§ **Task requirements**: Could the entries below be reproduced exactly, with the images removed?

Stored data entries
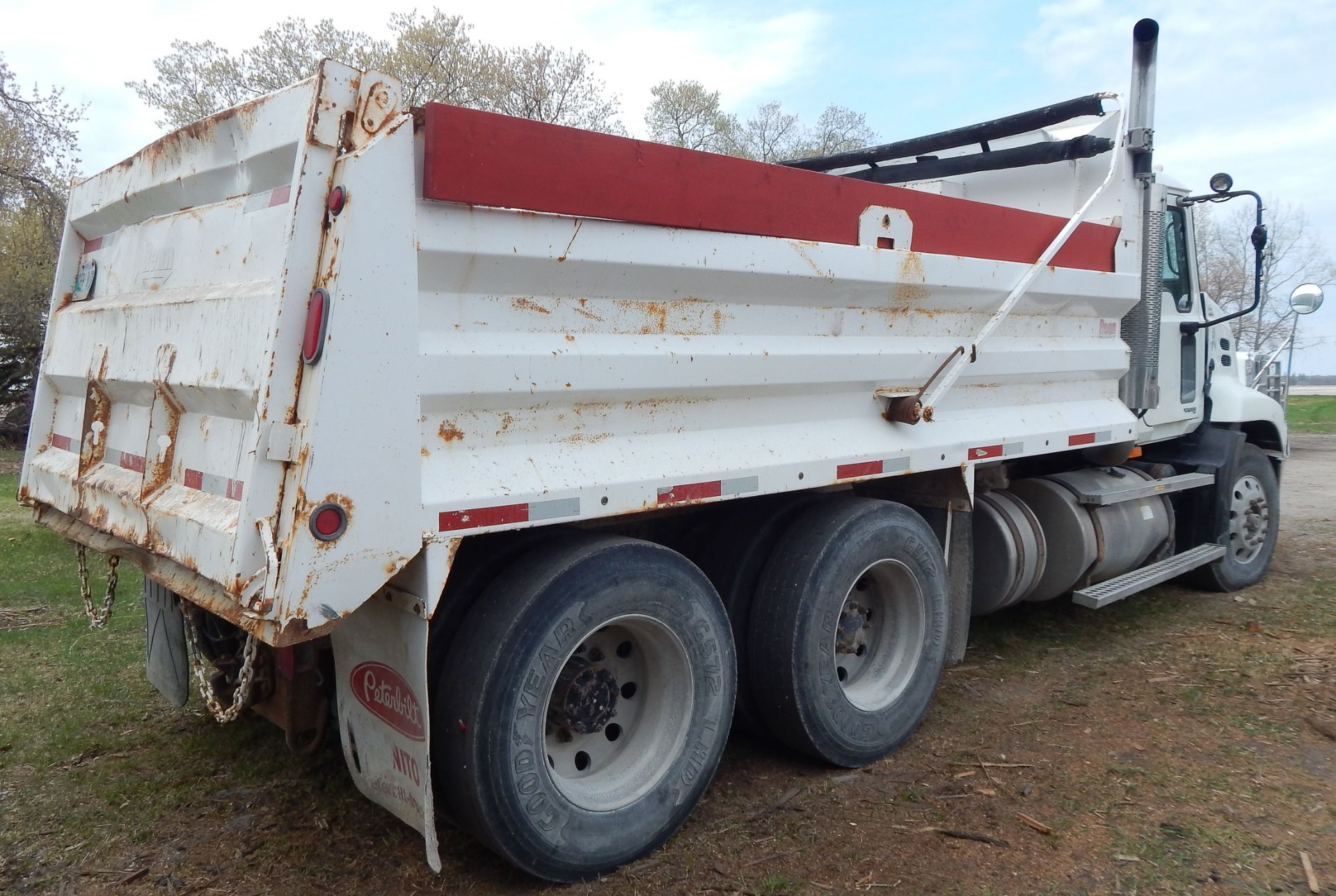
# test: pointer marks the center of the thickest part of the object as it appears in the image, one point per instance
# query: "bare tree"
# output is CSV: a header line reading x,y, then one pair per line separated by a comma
x,y
36,165
685,114
838,130
770,135
434,55
1227,267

§ **Answer below**:
# test: pointer marks the center of the thickest part of the object as it appears in the image, one point per instance
# query: "bare tree"
# output is CSV: a header line reading x,y, then one pair per line separated by a comma
x,y
36,165
685,114
838,130
770,135
434,55
1227,267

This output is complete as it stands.